--- start Provided records ---
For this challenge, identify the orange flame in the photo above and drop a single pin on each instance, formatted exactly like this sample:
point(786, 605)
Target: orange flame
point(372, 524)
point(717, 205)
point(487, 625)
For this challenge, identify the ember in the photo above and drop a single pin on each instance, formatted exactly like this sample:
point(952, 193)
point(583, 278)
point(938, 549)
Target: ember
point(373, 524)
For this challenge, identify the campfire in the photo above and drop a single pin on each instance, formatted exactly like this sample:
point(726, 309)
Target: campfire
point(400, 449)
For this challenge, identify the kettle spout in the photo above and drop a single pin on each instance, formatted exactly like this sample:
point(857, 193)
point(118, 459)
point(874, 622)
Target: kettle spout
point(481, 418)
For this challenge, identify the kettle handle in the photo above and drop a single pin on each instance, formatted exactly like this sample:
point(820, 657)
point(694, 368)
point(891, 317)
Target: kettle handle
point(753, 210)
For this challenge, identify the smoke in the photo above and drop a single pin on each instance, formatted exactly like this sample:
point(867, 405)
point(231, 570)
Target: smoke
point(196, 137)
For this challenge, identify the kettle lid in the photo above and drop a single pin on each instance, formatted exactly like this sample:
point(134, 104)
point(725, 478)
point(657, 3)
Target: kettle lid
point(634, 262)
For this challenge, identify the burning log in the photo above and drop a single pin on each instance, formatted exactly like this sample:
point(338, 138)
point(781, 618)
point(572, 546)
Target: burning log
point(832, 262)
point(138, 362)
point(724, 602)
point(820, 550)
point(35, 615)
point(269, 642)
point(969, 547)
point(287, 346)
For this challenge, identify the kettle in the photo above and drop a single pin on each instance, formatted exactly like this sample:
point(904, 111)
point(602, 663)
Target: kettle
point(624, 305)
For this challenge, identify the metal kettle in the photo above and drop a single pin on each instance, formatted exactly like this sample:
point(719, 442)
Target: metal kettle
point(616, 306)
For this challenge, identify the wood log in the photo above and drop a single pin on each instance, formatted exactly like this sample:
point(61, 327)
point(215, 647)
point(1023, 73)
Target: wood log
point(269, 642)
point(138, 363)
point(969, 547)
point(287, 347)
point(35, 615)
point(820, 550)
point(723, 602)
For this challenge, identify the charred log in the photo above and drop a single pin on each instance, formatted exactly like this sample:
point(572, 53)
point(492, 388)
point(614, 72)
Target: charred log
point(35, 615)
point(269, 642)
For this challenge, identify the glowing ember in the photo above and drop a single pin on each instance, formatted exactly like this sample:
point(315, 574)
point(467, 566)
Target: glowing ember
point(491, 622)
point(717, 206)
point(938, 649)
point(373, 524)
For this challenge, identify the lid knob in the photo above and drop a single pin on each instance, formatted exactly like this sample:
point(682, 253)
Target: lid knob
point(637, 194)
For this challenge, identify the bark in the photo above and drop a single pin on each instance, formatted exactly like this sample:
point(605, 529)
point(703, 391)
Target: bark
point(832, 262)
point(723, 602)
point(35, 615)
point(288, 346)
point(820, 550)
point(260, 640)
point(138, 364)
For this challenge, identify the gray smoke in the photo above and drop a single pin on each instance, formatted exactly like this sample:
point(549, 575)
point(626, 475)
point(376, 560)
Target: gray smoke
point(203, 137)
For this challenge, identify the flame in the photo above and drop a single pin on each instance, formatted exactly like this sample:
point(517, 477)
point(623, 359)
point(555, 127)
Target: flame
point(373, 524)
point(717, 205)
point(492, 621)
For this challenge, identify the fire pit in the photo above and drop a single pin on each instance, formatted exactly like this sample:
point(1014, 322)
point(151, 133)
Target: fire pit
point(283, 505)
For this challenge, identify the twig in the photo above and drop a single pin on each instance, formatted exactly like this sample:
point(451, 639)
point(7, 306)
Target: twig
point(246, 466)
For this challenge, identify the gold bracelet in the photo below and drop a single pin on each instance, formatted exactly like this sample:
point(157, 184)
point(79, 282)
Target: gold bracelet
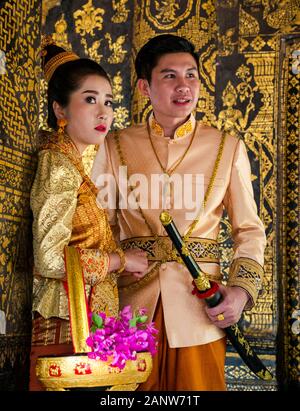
--- end Provided records ---
● Set task
Format every line of the data above as a JSON list of strings, with one string per line and no blank lines. Leave the pictures out.

● Complete output
[
  "For this challenge, identify the orange flame in the photo above and drop a single pin on each instance, formatted exactly like this sample:",
  "point(786, 605)",
  "Target: orange flame",
  "point(372, 524)",
  "point(717, 205)",
  "point(487, 625)",
  "For this challenge, identify the ember in the photo above and drop a single pin on each instance, formatted exactly like this sample:",
  "point(952, 193)",
  "point(583, 278)",
  "point(938, 549)",
  "Target: ember",
  "point(373, 524)",
  "For this challenge, identify the campfire in the photo above and drop a single pin on each instance, formatted exactly like this sample:",
  "point(726, 309)",
  "Target: campfire",
  "point(400, 449)",
  "For this challenge, identify the kettle spout in the photo above and drop a single pin on each instance, formatted exactly like this sample:",
  "point(857, 193)",
  "point(118, 459)",
  "point(874, 622)",
  "Target: kettle spout",
  "point(481, 418)",
  "For this challenge, identify the kettle handle in the photo above and drop a single pin on each instance, formatted exactly like this sample:",
  "point(820, 657)",
  "point(694, 368)",
  "point(891, 317)",
  "Target: kettle handle",
  "point(753, 210)",
  "For this challenge, identify the smoke in the photo above and drop a single pin on each instance, formatted exactly like this sample:",
  "point(867, 405)",
  "point(231, 570)",
  "Target: smoke",
  "point(196, 137)",
  "For this challenge, identify the kettle lid in the photo above and drop a single pin on each instance, formatted exactly like this sample:",
  "point(134, 104)",
  "point(725, 478)",
  "point(657, 3)",
  "Target: kettle lid",
  "point(634, 262)",
  "For this challenge, identify the burning log in the photo above and drop a single pin on each instance, formatted exactly like this sample:",
  "point(338, 138)",
  "point(781, 618)",
  "point(572, 546)",
  "Target: burning log",
  "point(832, 262)",
  "point(138, 362)",
  "point(724, 602)",
  "point(820, 550)",
  "point(35, 615)",
  "point(269, 642)",
  "point(969, 547)",
  "point(287, 346)",
  "For this challenge, identify the kettle in the photo above and drop a single pin on each instance, formatted exactly like this sample:",
  "point(904, 111)",
  "point(602, 663)",
  "Target: kettle",
  "point(624, 305)",
  "For this challenge, identify the metal kettle in the photo above and drop a single pin on each instance, formatted exactly like this sample:",
  "point(719, 442)",
  "Target: metal kettle",
  "point(616, 306)",
  "For this challenge, identify the wood log in the photo above and drop a single pin on each instance, formatted exactly like this sample:",
  "point(61, 327)",
  "point(215, 647)",
  "point(1023, 73)",
  "Target: wood log",
  "point(269, 642)",
  "point(138, 363)",
  "point(969, 547)",
  "point(287, 347)",
  "point(35, 615)",
  "point(820, 550)",
  "point(723, 602)",
  "For this challenge, identify the charred log in the photo above and drop a single pin on each instance, formatted exactly like this sample:",
  "point(572, 53)",
  "point(492, 388)",
  "point(614, 72)",
  "Target: charred log",
  "point(35, 615)",
  "point(269, 642)",
  "For this challenge, identify the glowing ember in the photo above and drop a single pin on each instance, formatted exactly like this sample:",
  "point(315, 574)",
  "point(467, 566)",
  "Target: glowing ember",
  "point(491, 622)",
  "point(717, 206)",
  "point(938, 649)",
  "point(373, 524)",
  "For this challenge, identify the lid knob in the photo above and drop a single pin on each instance, formatted exactly like this sample:",
  "point(682, 253)",
  "Target: lid knob",
  "point(637, 194)",
  "For this challenge, identify the bark in the photo above and drop a single pin on each instance, formatted exactly like this sample:",
  "point(605, 529)",
  "point(703, 391)",
  "Target: bark",
  "point(832, 262)",
  "point(723, 602)",
  "point(35, 615)",
  "point(288, 346)",
  "point(820, 550)",
  "point(260, 640)",
  "point(138, 364)",
  "For this challenge, identify the gray smoke in the photo above and drop a single pin on each instance, formatted exactly like this sample:",
  "point(549, 575)",
  "point(626, 475)",
  "point(376, 560)",
  "Target: gray smoke",
  "point(203, 137)",
  "For this challenge, identify the flame in the photo above and drop a single pin on each instance, formatted exactly like this sample:",
  "point(517, 477)",
  "point(623, 359)",
  "point(555, 127)",
  "Target: flame",
  "point(373, 524)",
  "point(717, 205)",
  "point(492, 621)",
  "For this challenge, identify the fire pit in the photo above and drop a single pin on each instance, formatted exactly like this sample:",
  "point(1014, 322)",
  "point(151, 133)",
  "Target: fire pit",
  "point(283, 505)",
  "For this challenge, identify the twig in the photo above and drop a single pin on each instance, formatted exactly like this sample:",
  "point(451, 639)",
  "point(7, 306)",
  "Target: twig",
  "point(246, 466)",
  "For this challenge, identify the gold bracelet in the photo below and drop a single pin on each instance, formatted exactly like this sample:",
  "point(157, 184)",
  "point(79, 282)",
  "Target: gold bracelet"
]